* AIM OF THE EXERCISE
Revise all of the items below, replacing every "what_to_find" with "target_label" and keeping everything else unchanged. Leave the pictures out of your output.

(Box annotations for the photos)
──────────
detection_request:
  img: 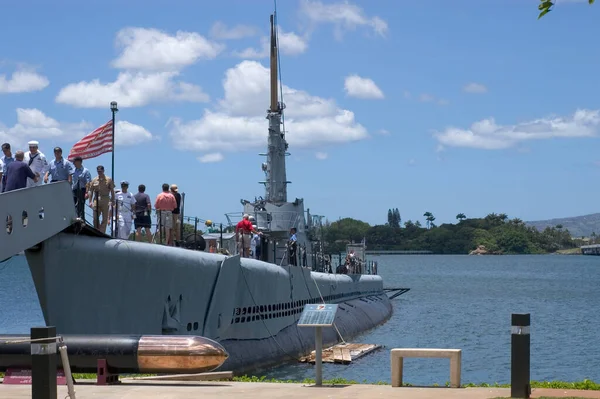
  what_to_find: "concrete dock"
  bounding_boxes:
[0,379,600,399]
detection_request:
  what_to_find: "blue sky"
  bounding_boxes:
[0,0,600,228]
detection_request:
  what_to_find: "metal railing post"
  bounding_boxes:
[194,217,198,247]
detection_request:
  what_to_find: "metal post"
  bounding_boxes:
[31,327,57,399]
[194,217,198,249]
[58,337,76,399]
[510,313,531,399]
[315,327,323,386]
[110,101,119,237]
[219,223,223,248]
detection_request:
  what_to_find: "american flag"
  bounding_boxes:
[67,120,113,161]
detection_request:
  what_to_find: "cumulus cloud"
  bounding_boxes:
[344,75,384,99]
[403,90,450,105]
[55,28,216,108]
[233,27,308,59]
[198,152,224,163]
[115,121,157,146]
[0,108,154,152]
[0,70,50,94]
[300,0,388,39]
[434,109,600,150]
[112,28,224,71]
[463,83,487,94]
[56,72,209,108]
[210,21,258,40]
[169,61,368,152]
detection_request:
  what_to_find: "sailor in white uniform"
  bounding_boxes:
[23,140,50,187]
[115,180,135,240]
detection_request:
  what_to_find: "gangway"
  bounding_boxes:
[0,181,77,261]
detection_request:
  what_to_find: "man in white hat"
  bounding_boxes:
[110,180,135,240]
[23,140,50,187]
[235,213,262,258]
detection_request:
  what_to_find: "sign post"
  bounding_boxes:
[298,303,337,386]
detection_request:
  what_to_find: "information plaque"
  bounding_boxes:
[298,304,337,327]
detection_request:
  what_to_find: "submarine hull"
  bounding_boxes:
[25,231,392,374]
[0,335,228,374]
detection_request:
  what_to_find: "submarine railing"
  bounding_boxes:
[83,193,229,250]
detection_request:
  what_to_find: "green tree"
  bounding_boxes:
[392,208,402,229]
[538,0,595,19]
[423,211,435,229]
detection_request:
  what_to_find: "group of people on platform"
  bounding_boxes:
[0,140,181,246]
[235,213,306,266]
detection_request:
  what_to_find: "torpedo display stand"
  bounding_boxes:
[510,313,531,398]
[298,304,337,386]
[31,327,57,399]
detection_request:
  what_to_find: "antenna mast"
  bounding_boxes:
[263,14,290,203]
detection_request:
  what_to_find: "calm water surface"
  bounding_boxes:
[0,255,600,385]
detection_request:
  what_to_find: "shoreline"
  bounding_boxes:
[0,372,600,391]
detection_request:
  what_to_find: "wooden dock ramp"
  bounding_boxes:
[300,343,381,364]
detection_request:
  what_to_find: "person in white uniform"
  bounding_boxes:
[111,180,135,240]
[23,140,50,187]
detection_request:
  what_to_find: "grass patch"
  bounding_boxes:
[0,373,600,390]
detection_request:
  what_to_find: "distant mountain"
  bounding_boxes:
[525,213,600,237]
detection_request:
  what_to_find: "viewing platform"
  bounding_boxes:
[367,250,433,255]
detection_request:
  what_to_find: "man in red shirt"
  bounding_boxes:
[235,214,262,258]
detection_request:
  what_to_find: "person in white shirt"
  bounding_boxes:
[111,180,136,240]
[23,140,50,187]
[0,143,15,193]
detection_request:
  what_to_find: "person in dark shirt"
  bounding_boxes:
[2,151,39,193]
[171,184,181,246]
[133,184,152,243]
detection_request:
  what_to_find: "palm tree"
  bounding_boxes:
[423,211,433,228]
[423,211,435,229]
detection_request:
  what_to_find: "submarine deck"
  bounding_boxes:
[0,379,600,399]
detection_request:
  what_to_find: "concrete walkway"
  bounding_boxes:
[0,379,600,399]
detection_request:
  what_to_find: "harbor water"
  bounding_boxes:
[0,255,600,385]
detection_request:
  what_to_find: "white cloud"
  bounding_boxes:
[344,75,384,99]
[418,93,450,105]
[56,72,209,108]
[198,152,224,163]
[434,109,600,150]
[115,121,156,146]
[112,28,225,71]
[0,70,50,94]
[463,83,487,94]
[210,21,258,40]
[233,27,308,59]
[300,0,388,39]
[55,28,218,108]
[169,61,368,152]
[0,108,154,150]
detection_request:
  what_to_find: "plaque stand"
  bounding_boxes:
[298,304,337,387]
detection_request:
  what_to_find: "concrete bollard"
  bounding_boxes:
[31,327,57,399]
[510,313,531,399]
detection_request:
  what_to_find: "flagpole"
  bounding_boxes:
[110,101,119,237]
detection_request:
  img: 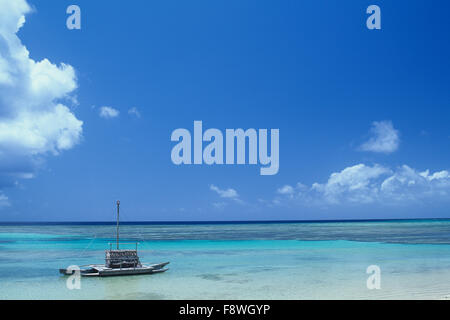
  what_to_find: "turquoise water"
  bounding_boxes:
[0,220,450,299]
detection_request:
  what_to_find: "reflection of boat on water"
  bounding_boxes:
[59,201,169,277]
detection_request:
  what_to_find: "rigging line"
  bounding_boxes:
[121,209,146,242]
[79,234,97,256]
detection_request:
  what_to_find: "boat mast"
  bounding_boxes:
[117,200,120,250]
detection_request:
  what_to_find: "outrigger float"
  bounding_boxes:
[59,201,169,277]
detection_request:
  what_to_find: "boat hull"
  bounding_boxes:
[59,262,169,277]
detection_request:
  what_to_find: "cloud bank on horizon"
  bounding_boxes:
[274,163,450,207]
[0,0,83,206]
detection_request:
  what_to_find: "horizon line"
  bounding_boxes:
[0,217,450,225]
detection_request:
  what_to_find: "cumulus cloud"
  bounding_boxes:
[0,0,83,195]
[275,164,450,206]
[99,106,119,119]
[128,107,141,118]
[277,185,294,195]
[209,184,239,199]
[360,121,400,153]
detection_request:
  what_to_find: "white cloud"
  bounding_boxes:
[361,121,400,153]
[128,107,141,118]
[276,164,450,206]
[209,184,239,199]
[99,106,119,119]
[277,185,294,194]
[0,0,83,195]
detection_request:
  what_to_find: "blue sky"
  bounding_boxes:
[0,0,450,221]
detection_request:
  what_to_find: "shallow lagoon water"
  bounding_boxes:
[0,220,450,299]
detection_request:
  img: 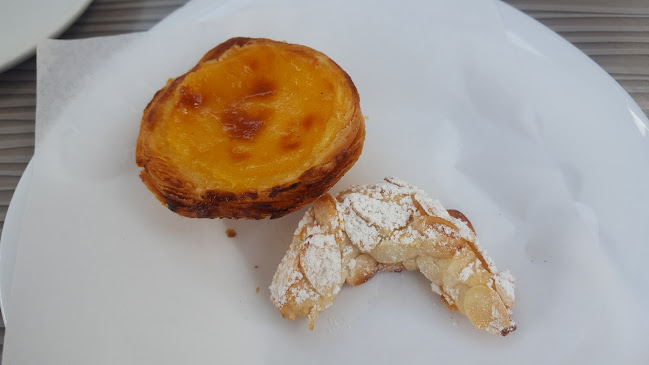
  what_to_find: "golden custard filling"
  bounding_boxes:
[156,44,353,192]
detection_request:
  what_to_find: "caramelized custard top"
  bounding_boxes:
[158,44,354,191]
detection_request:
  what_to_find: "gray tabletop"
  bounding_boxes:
[0,0,649,361]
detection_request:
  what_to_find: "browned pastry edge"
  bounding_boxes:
[136,37,365,219]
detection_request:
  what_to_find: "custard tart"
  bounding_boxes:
[136,38,365,219]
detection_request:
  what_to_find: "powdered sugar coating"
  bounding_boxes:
[300,234,342,295]
[271,178,515,335]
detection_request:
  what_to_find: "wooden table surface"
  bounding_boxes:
[0,0,649,361]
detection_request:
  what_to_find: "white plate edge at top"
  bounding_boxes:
[0,0,93,72]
──────────
* RESULT
detection_request:
  img: 
  target_label: "concrete dock"
  bounding_boxes:
[0,379,600,399]
detection_request:
  target_label: "blue sky"
  bounding_boxes:
[0,0,600,228]
detection_request:
  target_label: "metal railing post"
  bounding_boxes:
[194,217,198,247]
detection_request:
  target_label: "metal post"
  bounding_boxes:
[31,327,57,399]
[194,217,198,249]
[58,337,76,399]
[510,313,531,399]
[315,327,323,386]
[110,101,119,237]
[219,223,223,248]
detection_request:
  target_label: "american flag"
  bounding_boxes:
[67,120,113,161]
detection_request:
  target_label: "cumulus cloud"
  bounding_boxes:
[344,75,384,99]
[403,90,450,105]
[55,28,216,108]
[233,27,308,59]
[198,152,224,163]
[115,121,157,146]
[0,108,154,152]
[0,70,50,94]
[300,0,388,39]
[434,109,600,150]
[112,28,224,71]
[463,83,487,94]
[56,72,209,108]
[210,21,258,40]
[169,61,368,152]
detection_request:
  target_label: "sailor in white uniform"
  bounding_boxes:
[23,140,50,187]
[115,180,135,240]
detection_request:
  target_label: "gangway"
  bounding_boxes:
[0,181,77,261]
detection_request:
  target_label: "man in white hat"
  bounding_boxes:
[110,180,135,240]
[23,140,50,187]
[235,213,262,258]
detection_request:
  target_label: "sign post"
  bounding_boxes:
[298,303,337,386]
detection_request:
  target_label: "information plaque"
  bounding_boxes:
[298,304,337,327]
detection_request:
  target_label: "submarine hull"
  bounding_boxes:
[25,231,392,374]
[0,335,228,374]
detection_request:
  target_label: "submarine railing"
  bounding_boxes:
[83,193,229,250]
detection_request:
  target_label: "green tree"
  bounding_boxes:
[392,208,402,229]
[538,0,595,19]
[423,211,435,229]
detection_request:
  target_label: "group of people on platform"
  bounding_boxes:
[0,140,181,246]
[235,213,306,266]
detection_request:
  target_label: "torpedo display stand"
  bounding_boxes:
[510,313,531,398]
[298,304,337,386]
[31,327,57,399]
detection_request:
  target_label: "antenna mast"
  bounding_boxes:
[263,14,290,203]
detection_request:
  target_label: "calm water surface"
  bounding_boxes:
[0,255,600,385]
detection_request:
  target_label: "shoreline"
  bounding_boxes:
[0,372,600,391]
detection_request:
  target_label: "wooden dock ramp"
  bounding_boxes:
[300,343,381,364]
detection_request:
  target_label: "person in white uniform"
  bounding_boxes:
[111,180,135,240]
[23,140,50,187]
detection_request:
  target_label: "grass patch"
  bounding_boxes:
[0,373,600,390]
detection_request:
  target_label: "distant mountain"
  bounding_boxes:
[525,213,600,237]
detection_request:
  target_label: "viewing platform"
  bounding_boxes:
[367,250,433,255]
detection_request:
  target_label: "man in red shirt"
  bounding_boxes:
[235,214,262,258]
detection_request:
  target_label: "person in white shirt"
  bounding_boxes:
[111,180,136,240]
[23,140,50,187]
[0,143,15,193]
detection_request:
  target_label: "person in dark shirt"
  bounding_boxes:
[2,151,39,193]
[171,184,181,246]
[133,184,152,243]
detection_request:
  target_label: "palm tree"
  bounding_boxes:
[423,211,433,228]
[423,211,435,229]
detection_request:
  target_label: "submarine deck"
  bounding_boxes:
[0,379,600,399]
detection_request:
  target_label: "concrete walkway"
  bounding_boxes:
[0,379,600,399]
detection_request:
  target_label: "harbor water"
  bounding_boxes:
[0,255,600,385]
detection_request:
  target_label: "white cloud"
  bounding_boxes:
[344,75,384,99]
[418,93,450,105]
[56,72,209,108]
[198,152,224,163]
[434,109,600,150]
[115,121,156,146]
[112,28,225,71]
[0,70,50,94]
[463,83,487,94]
[210,21,258,40]
[233,27,308,59]
[300,0,388,39]
[55,28,218,108]
[169,61,368,152]
[0,108,154,150]
detection_request:
  target_label: "plaque stand"
  bounding_boxes:
[298,304,337,387]
detection_request:
  target_label: "concrete bollard"
  bounding_boxes:
[31,327,57,399]
[510,313,531,399]
detection_request:
  target_label: "flagpole"
  bounding_boxes:
[110,101,119,237]
detection_request:
  img: 
  target_label: "turquoise water"
  bounding_boxes:
[0,220,450,299]
detection_request:
  target_label: "reflection of boat on water"
  bounding_boxes:
[59,201,169,277]
detection_request:
  target_label: "rigging line"
  bounding_boxes:
[121,209,146,242]
[79,234,97,256]
detection_request:
  target_label: "boat mast"
  bounding_boxes:
[117,200,120,250]
detection_request:
  target_label: "outrigger float"
  bounding_boxes:
[59,201,169,277]
detection_request:
  target_label: "boat hull"
  bounding_boxes:
[59,262,169,277]
detection_request:
  target_label: "cloud bank on horizon"
  bounding_boxes:
[274,163,450,207]
[0,0,83,206]
detection_request:
  target_label: "horizon line"
  bounding_boxes:
[0,217,450,225]
detection_request:
  target_label: "cumulus cloud"
  bounding_boxes:
[0,0,83,195]
[275,164,450,206]
[99,106,119,119]
[128,107,141,118]
[277,185,294,195]
[209,184,239,199]
[360,121,400,153]
detection_request:
  target_label: "white cloud"
  bounding_boxes:
[361,121,400,153]
[128,107,141,118]
[276,164,450,206]
[209,184,239,199]
[99,106,119,119]
[277,185,294,194]
[0,0,83,195]
detection_request:
  target_label: "blue sky"
  bounding_boxes:
[0,0,450,221]
detection_request:
  target_label: "shallow lagoon water"
  bounding_boxes:
[0,220,450,299]
detection_request:
  img: 
  target_label: "golden custard filling"
  bounding_boxes:
[156,44,353,192]
detection_request:
  target_label: "caramelized custard top"
  bounding_boxes:
[158,44,354,191]
detection_request:
  target_label: "gray tabletop"
  bounding_boxes:
[0,0,649,361]
detection_request:
  target_label: "browned pastry edge"
  bounding_boxes:
[136,37,365,219]
detection_request:
  target_label: "custard tart"
  bounding_boxes:
[136,38,365,219]
detection_request:
  target_label: "powdered sugar coating"
  bounding_boxes:
[300,234,342,295]
[271,178,515,335]
detection_request:
  target_label: "wooden table surface"
  bounding_boxes:
[0,0,649,361]
detection_request:
  target_label: "white plate edge at top"
  bounding_boxes:
[0,0,93,72]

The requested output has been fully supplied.